Copy everything in the records below, from the line containing "Target: upper story window" down through the last line of the records.

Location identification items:
· · · · · · ·

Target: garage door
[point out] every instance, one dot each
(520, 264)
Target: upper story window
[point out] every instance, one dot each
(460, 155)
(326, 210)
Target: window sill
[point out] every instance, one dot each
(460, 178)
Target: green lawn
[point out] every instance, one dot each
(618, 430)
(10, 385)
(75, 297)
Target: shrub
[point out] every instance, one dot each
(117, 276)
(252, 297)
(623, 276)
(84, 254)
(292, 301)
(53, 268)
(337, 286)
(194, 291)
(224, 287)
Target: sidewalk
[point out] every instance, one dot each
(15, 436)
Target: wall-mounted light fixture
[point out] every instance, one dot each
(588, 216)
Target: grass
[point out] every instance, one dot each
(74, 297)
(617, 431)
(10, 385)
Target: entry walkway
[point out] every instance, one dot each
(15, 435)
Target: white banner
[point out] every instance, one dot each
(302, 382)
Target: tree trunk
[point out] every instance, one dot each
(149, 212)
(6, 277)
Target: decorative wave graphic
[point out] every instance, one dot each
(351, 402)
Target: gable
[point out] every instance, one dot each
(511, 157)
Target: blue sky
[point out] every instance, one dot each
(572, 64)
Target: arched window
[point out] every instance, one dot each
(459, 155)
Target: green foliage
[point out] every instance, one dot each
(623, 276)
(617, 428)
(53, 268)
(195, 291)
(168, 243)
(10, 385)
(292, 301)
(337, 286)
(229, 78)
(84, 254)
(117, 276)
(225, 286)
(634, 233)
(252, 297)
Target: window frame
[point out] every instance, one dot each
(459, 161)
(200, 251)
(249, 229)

· · · · · · ·

▶ _COMPLETED TASK_
Target: upper story window
[point out] every instance, one dot each
(460, 155)
(326, 210)
Target: window sill
[point out] every instance, one dot each
(460, 178)
Target: green lawn
[point out] every instance, one dot each
(618, 430)
(10, 385)
(75, 297)
Target: shrub
[point out] every instance, one dot each
(117, 276)
(252, 297)
(623, 276)
(84, 254)
(292, 301)
(53, 268)
(337, 286)
(194, 291)
(224, 287)
Target: sidewalk
[point out] every instance, one dot each
(15, 436)
Target: wall-mounted light fixture
[point out] every instance, one dot each
(588, 216)
Target: grass
[point out] every instance, one dot each
(74, 297)
(617, 431)
(10, 385)
Target: entry walkway
[point out] every instance, one dot each
(15, 435)
Target: white banner
[point out] every instance, one dot each
(302, 382)
Target: tree trunk
[point out] every instance, one dot each
(149, 212)
(6, 277)
Target: decorative wave graphic
[point out] every instance, one dot each
(351, 402)
Target: gable
[point out] every instance, one dot each
(511, 157)
Target: blue sky
[point out] every instance, one dot each
(572, 64)
Target: arched window
[point out] every instance, one dot each
(459, 155)
Target: green foliage
[point out] every instance, one dot each
(623, 276)
(617, 428)
(53, 268)
(195, 291)
(168, 243)
(10, 385)
(292, 301)
(337, 286)
(229, 78)
(84, 254)
(117, 276)
(225, 286)
(634, 233)
(252, 297)
Target: window frame
[point out] every instance, one dot each
(459, 161)
(200, 251)
(249, 229)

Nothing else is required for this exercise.